◆ JOB ◆
Please quote only the lines that start at the one with "Every instance of the side mirror" and go on to the last line of the data, both ends kept.

(Named object pointing entries)
┏━━
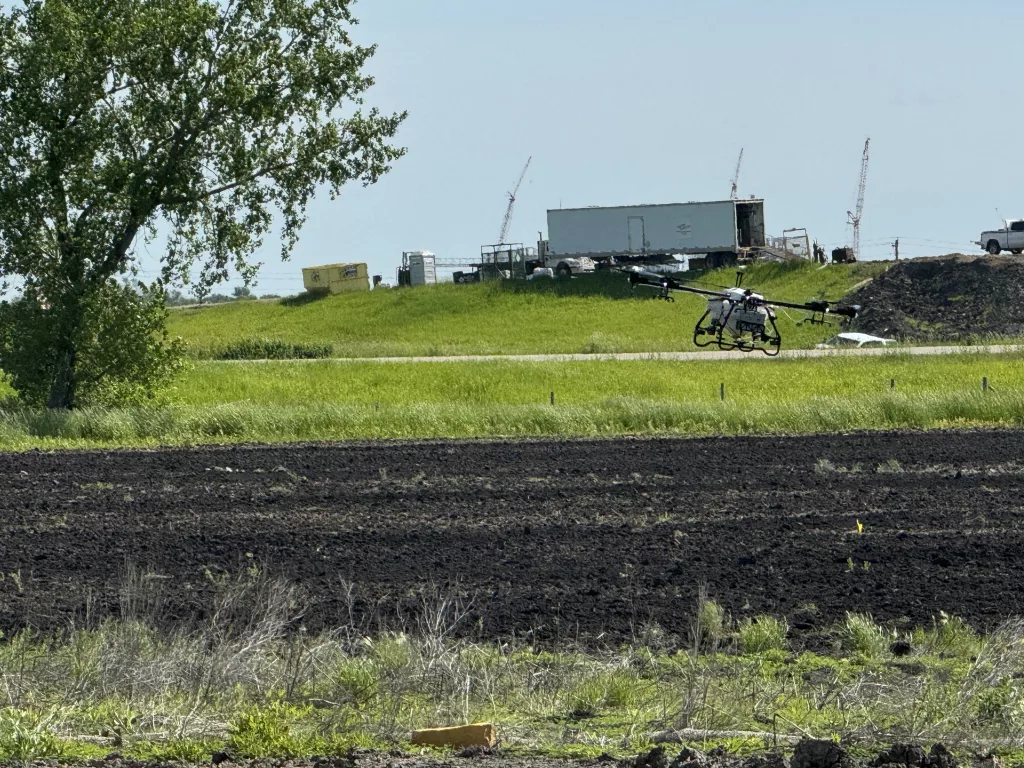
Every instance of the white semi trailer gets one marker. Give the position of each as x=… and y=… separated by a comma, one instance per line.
x=724, y=230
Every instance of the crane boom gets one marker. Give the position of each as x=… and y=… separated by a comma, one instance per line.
x=508, y=214
x=735, y=179
x=856, y=217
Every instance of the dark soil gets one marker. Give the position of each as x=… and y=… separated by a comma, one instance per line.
x=949, y=298
x=807, y=754
x=588, y=541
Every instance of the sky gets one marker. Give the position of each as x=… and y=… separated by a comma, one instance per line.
x=651, y=100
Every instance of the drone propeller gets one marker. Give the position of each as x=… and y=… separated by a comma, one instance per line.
x=667, y=284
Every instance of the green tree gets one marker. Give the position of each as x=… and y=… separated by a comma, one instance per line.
x=196, y=123
x=124, y=354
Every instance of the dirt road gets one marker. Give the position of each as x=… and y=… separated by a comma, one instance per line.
x=587, y=540
x=684, y=356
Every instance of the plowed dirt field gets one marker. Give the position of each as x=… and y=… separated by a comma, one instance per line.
x=582, y=540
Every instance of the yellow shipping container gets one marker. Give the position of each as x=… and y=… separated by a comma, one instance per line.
x=336, y=278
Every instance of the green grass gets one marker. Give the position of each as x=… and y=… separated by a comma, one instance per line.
x=323, y=399
x=243, y=682
x=595, y=313
x=749, y=382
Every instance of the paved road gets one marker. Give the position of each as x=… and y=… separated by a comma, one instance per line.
x=683, y=356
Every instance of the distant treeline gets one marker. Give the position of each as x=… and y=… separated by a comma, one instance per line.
x=177, y=298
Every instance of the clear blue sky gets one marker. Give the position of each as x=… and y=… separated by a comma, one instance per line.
x=650, y=101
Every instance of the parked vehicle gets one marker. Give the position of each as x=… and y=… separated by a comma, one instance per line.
x=1010, y=239
x=724, y=230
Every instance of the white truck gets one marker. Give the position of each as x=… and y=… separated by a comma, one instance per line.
x=1011, y=238
x=722, y=229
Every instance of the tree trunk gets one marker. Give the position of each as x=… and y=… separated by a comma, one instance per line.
x=64, y=389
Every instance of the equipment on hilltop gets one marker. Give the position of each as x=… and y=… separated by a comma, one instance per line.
x=737, y=317
x=735, y=179
x=508, y=214
x=855, y=217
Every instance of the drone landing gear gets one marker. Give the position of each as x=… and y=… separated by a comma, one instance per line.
x=765, y=338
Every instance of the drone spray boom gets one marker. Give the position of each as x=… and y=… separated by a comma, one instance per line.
x=737, y=317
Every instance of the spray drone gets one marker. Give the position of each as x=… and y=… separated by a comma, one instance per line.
x=737, y=317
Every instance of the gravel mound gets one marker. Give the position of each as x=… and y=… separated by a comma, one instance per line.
x=947, y=298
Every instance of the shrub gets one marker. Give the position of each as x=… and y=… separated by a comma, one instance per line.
x=763, y=634
x=862, y=635
x=272, y=349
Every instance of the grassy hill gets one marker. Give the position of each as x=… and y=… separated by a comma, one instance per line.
x=594, y=313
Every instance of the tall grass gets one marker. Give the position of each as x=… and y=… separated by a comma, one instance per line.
x=244, y=679
x=249, y=422
x=748, y=382
x=591, y=313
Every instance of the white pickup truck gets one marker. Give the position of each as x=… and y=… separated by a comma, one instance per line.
x=1010, y=239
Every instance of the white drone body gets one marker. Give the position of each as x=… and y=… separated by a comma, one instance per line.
x=739, y=312
x=737, y=317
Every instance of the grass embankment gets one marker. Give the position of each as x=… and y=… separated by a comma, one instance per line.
x=593, y=313
x=324, y=400
x=245, y=681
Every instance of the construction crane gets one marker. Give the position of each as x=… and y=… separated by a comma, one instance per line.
x=735, y=179
x=508, y=214
x=855, y=217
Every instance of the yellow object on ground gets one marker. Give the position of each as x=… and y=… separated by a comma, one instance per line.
x=479, y=734
x=336, y=278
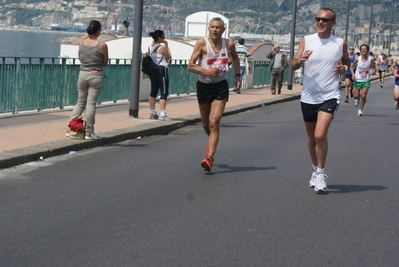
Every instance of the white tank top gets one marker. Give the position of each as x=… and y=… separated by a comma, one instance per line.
x=362, y=73
x=320, y=81
x=383, y=63
x=211, y=60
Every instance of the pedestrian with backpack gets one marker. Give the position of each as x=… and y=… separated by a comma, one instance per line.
x=160, y=54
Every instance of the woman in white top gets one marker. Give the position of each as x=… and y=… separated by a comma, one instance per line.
x=382, y=67
x=361, y=77
x=161, y=55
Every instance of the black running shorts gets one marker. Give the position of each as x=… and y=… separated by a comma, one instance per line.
x=208, y=92
x=309, y=111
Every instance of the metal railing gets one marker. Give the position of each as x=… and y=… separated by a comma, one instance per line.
x=45, y=83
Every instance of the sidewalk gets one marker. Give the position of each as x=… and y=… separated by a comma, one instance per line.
x=27, y=137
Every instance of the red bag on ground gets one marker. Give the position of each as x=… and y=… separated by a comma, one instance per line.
x=76, y=125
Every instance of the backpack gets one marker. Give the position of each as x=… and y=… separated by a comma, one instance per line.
x=148, y=66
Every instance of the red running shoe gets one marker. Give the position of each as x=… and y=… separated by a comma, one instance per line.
x=207, y=163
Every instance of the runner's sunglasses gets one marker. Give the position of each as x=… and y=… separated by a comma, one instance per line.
x=317, y=19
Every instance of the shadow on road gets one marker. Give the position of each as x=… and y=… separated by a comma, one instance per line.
x=354, y=188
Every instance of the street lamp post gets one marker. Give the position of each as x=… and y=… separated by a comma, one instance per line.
x=136, y=59
x=292, y=44
x=371, y=22
x=390, y=29
x=347, y=21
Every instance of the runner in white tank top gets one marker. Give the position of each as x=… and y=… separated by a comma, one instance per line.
x=382, y=67
x=324, y=57
x=214, y=60
x=210, y=61
x=365, y=65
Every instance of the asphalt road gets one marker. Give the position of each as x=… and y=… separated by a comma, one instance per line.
x=147, y=202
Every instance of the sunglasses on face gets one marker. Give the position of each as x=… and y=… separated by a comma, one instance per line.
x=317, y=19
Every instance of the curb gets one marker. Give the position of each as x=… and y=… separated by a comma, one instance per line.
x=20, y=156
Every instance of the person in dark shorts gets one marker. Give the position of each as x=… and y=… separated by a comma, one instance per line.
x=212, y=54
x=325, y=58
x=348, y=76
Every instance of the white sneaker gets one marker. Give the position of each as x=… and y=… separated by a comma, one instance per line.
x=321, y=184
x=165, y=117
x=154, y=116
x=92, y=136
x=313, y=179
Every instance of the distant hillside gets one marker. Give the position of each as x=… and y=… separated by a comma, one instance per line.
x=258, y=16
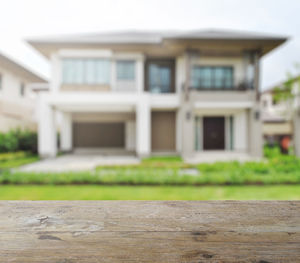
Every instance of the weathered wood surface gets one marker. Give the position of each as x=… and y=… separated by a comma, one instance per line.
x=138, y=231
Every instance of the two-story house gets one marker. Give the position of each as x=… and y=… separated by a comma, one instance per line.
x=189, y=93
x=281, y=117
x=17, y=100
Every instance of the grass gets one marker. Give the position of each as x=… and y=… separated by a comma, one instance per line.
x=171, y=171
x=94, y=192
x=163, y=171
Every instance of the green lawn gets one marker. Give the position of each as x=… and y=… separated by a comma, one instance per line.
x=94, y=192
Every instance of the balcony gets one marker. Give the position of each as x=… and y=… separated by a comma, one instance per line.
x=242, y=86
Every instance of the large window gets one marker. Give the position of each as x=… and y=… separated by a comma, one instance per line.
x=86, y=71
x=203, y=77
x=160, y=76
x=125, y=70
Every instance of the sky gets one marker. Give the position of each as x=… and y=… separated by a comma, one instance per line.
x=21, y=19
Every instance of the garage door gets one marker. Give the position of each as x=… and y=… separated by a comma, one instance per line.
x=99, y=135
x=163, y=131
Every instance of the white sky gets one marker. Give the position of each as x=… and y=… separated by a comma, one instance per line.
x=21, y=19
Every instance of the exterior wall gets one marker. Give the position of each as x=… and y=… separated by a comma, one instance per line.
x=16, y=111
x=8, y=123
x=255, y=131
x=163, y=131
x=130, y=135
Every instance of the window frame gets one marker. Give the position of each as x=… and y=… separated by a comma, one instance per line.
x=82, y=64
x=169, y=62
x=214, y=79
x=126, y=61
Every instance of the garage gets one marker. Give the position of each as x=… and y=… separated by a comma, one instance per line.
x=163, y=131
x=98, y=135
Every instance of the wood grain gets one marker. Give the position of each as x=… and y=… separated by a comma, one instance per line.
x=149, y=231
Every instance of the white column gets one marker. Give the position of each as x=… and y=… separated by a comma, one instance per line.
x=178, y=131
x=130, y=138
x=143, y=126
x=113, y=75
x=139, y=69
x=56, y=72
x=66, y=132
x=47, y=138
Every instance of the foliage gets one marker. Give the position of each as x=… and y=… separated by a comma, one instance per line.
x=18, y=140
x=279, y=169
x=98, y=192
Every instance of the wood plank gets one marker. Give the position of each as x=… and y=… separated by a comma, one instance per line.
x=149, y=231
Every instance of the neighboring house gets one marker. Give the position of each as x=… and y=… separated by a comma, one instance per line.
x=154, y=92
x=17, y=101
x=281, y=118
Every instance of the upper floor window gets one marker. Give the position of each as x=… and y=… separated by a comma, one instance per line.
x=86, y=71
x=126, y=70
x=22, y=90
x=160, y=76
x=206, y=77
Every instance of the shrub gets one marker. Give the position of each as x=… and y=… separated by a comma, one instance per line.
x=18, y=140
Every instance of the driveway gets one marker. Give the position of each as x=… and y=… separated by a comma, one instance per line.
x=76, y=162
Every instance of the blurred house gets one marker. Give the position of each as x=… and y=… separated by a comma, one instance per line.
x=17, y=99
x=281, y=118
x=192, y=93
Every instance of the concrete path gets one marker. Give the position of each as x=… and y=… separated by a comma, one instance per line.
x=75, y=162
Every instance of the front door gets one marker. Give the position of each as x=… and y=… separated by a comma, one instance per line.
x=214, y=133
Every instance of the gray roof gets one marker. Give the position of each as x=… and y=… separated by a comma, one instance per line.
x=19, y=69
x=155, y=37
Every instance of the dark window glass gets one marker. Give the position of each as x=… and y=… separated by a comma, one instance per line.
x=212, y=77
x=160, y=76
x=125, y=70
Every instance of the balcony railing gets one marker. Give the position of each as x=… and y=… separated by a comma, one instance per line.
x=240, y=87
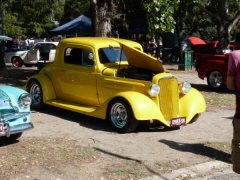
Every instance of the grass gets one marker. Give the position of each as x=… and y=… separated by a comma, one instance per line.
x=15, y=158
x=48, y=152
x=219, y=100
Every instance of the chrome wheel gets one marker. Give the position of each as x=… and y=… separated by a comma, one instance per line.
x=35, y=90
x=119, y=115
x=215, y=80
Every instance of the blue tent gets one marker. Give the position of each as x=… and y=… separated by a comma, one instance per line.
x=80, y=25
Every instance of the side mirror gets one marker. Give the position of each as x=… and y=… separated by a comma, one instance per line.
x=90, y=56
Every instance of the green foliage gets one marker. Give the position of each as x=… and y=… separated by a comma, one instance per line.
x=73, y=9
x=160, y=14
x=28, y=18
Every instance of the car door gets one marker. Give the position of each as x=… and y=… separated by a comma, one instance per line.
x=52, y=52
x=76, y=80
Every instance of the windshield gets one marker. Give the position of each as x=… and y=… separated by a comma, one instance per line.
x=113, y=54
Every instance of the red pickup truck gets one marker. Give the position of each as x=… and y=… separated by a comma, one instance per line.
x=209, y=64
┗━━
◆ WORKED SOLUTION ◆
Every instance of the side mirror gets one marker. Give the position of each as x=… and y=… separated by a comma, one instance per line.
x=90, y=56
Every instance of the green foliage gets one marker. Give the position of each as x=… and y=… separated by a comma, one instance per line.
x=73, y=9
x=160, y=14
x=28, y=18
Every instance of the car door gets one marker. Give the position of each as x=… and y=… separated by a comma, one instance per line.
x=52, y=52
x=76, y=80
Every instance of the windshield gets one marker. Give the position of each as x=… and y=… separated by a comma, one instance per line.
x=113, y=54
Every instance of the red pickup truck gets one marker. Give the position of each as x=… and y=… separated by a comma, one instance per line.
x=209, y=64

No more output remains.